Tugas yang Dikerjakan
a) Sebutkan semua tim IBL yang menurut teks tentang perbasketan Indonesia belum membayar gaji pemainnya.
b) Menurut teks tentang perbasketan Indonesia, kapan musim Mountain Gold Timika dan West Bandits Solo berakhir?

Teks yang Diberikan
====================
IBL

Miris, sedih, marah, semua perasaan dan pemikiran negatif terus menggelayuti saya melihat situasi di perbasketan Indonesia akhir-akhir ini. Memang, masih ada euforia dan sedikit pencerahan saat saya dan Kang Idan (Rosyidan) bisa berbincang dengan David Singleton pekan lalu mengenai basket. Akan tetapi, melihat banyaknya permasalahan yang belum kelar, pemikiran saya kembali tercurah ke sana. 

Sampai sekarang, ada tiga tim IBL yang belum membayar gaji pemainnya. Dari tiga tim itu, hanya Bima Perkasa yang lolos ke Playoff. Artinya, pemain dan staf dari dua tim, Mountain Gold Timika dan West Bandits Solo belum juga dibayar meski musim mereka telah berakhir pada 24 Juni lalu. Situasi ini membuat saya terus bertanya, siapa yang bisa membantu mereka?
====================
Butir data
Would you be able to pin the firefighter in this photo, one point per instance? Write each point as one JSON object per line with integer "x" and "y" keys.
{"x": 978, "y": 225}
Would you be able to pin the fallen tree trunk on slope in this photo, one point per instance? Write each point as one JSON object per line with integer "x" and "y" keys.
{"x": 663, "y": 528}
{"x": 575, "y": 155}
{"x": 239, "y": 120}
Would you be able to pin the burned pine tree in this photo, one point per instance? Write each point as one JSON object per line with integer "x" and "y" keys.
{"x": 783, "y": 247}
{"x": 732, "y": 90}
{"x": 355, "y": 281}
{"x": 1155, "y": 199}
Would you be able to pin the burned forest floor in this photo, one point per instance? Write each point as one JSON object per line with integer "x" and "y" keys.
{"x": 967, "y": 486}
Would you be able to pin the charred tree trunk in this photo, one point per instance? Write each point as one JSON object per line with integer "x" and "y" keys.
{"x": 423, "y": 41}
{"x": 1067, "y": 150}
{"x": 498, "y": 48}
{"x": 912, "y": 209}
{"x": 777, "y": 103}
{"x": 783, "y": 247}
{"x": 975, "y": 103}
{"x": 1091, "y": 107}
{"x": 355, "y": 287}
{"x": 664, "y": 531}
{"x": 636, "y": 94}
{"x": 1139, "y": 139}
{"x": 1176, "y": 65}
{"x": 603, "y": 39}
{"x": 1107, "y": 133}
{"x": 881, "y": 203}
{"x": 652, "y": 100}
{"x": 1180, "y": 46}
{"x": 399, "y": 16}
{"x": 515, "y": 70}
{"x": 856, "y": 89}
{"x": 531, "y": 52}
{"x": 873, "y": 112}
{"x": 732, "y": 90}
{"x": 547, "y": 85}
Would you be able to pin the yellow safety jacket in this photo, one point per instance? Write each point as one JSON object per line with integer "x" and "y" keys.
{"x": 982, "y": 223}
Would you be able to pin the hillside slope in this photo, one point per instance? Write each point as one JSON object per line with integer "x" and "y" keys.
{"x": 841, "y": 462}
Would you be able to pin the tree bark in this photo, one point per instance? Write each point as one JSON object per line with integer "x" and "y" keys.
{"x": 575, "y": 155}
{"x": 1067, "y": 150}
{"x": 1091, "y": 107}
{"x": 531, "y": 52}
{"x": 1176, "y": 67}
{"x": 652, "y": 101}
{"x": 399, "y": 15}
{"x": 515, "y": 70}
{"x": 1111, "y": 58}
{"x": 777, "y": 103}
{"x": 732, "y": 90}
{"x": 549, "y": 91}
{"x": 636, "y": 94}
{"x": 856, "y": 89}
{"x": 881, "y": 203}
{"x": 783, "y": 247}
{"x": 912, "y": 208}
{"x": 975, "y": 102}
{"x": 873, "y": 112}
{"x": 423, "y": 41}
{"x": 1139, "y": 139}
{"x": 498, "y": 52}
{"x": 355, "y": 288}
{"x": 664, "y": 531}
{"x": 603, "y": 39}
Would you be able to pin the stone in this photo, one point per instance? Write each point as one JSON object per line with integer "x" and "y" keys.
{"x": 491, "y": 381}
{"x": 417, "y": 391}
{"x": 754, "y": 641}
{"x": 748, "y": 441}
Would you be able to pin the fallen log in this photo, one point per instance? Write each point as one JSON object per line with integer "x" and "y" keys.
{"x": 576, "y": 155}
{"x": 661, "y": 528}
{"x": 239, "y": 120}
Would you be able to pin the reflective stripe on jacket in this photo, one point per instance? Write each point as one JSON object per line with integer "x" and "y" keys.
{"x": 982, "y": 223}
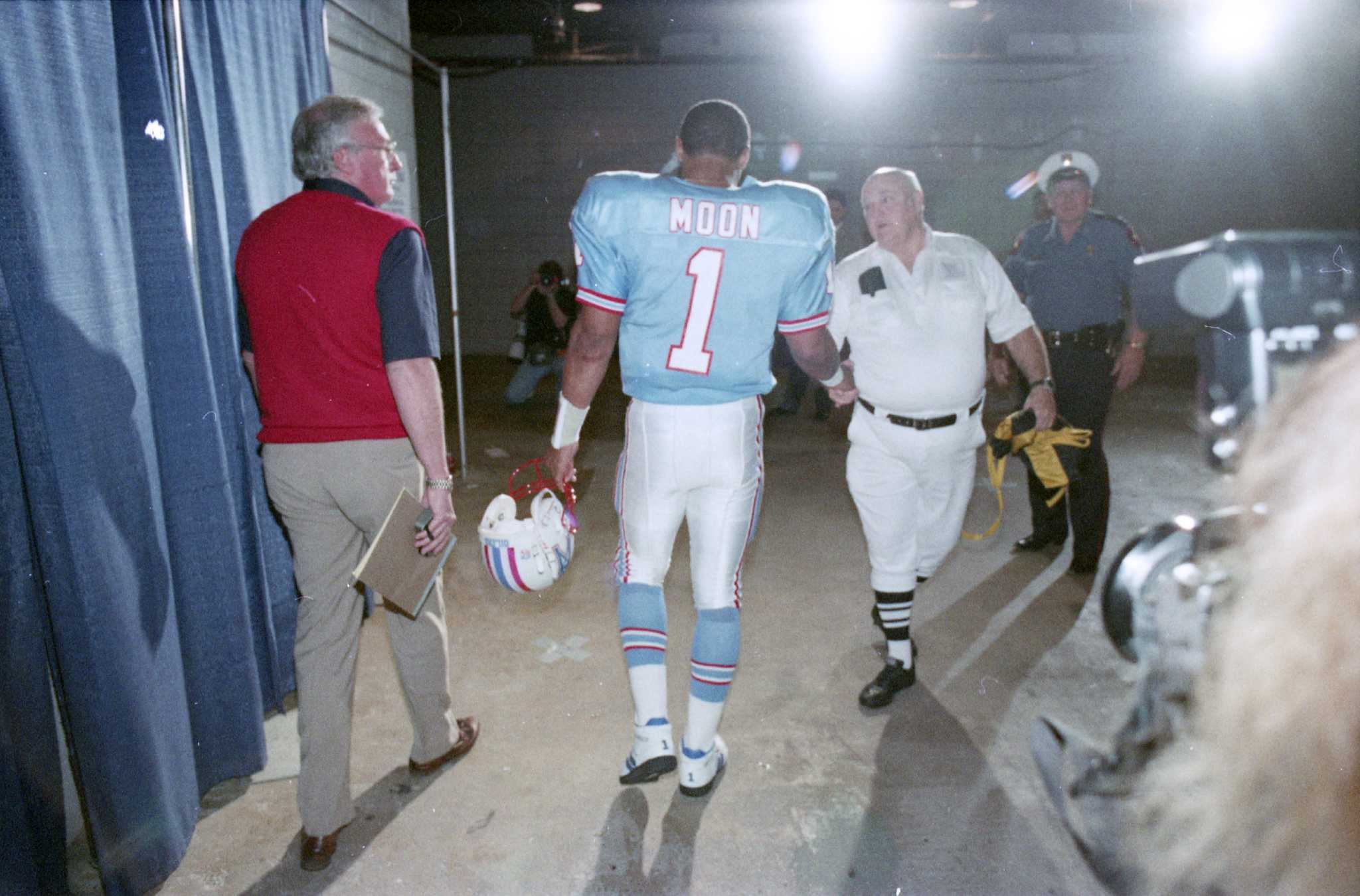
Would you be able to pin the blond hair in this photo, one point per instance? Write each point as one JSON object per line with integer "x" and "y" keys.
{"x": 1262, "y": 793}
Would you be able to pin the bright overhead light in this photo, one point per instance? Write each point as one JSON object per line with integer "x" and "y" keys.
{"x": 855, "y": 37}
{"x": 1238, "y": 29}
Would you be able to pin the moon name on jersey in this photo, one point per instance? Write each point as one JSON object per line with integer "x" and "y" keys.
{"x": 740, "y": 220}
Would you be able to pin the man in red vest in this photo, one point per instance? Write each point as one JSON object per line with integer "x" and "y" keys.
{"x": 339, "y": 339}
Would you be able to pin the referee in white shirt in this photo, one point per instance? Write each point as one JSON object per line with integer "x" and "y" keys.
{"x": 916, "y": 306}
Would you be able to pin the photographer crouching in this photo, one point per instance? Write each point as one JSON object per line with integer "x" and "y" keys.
{"x": 549, "y": 307}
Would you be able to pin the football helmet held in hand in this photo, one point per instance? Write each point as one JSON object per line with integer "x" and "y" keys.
{"x": 528, "y": 555}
====================
Hasil Jawaban
a)
- Bima Perkasa
- Mountain Gold Timika
- West Bandits Solo

b) Musim kedua tim tersebut berakhir pada 24 Juni.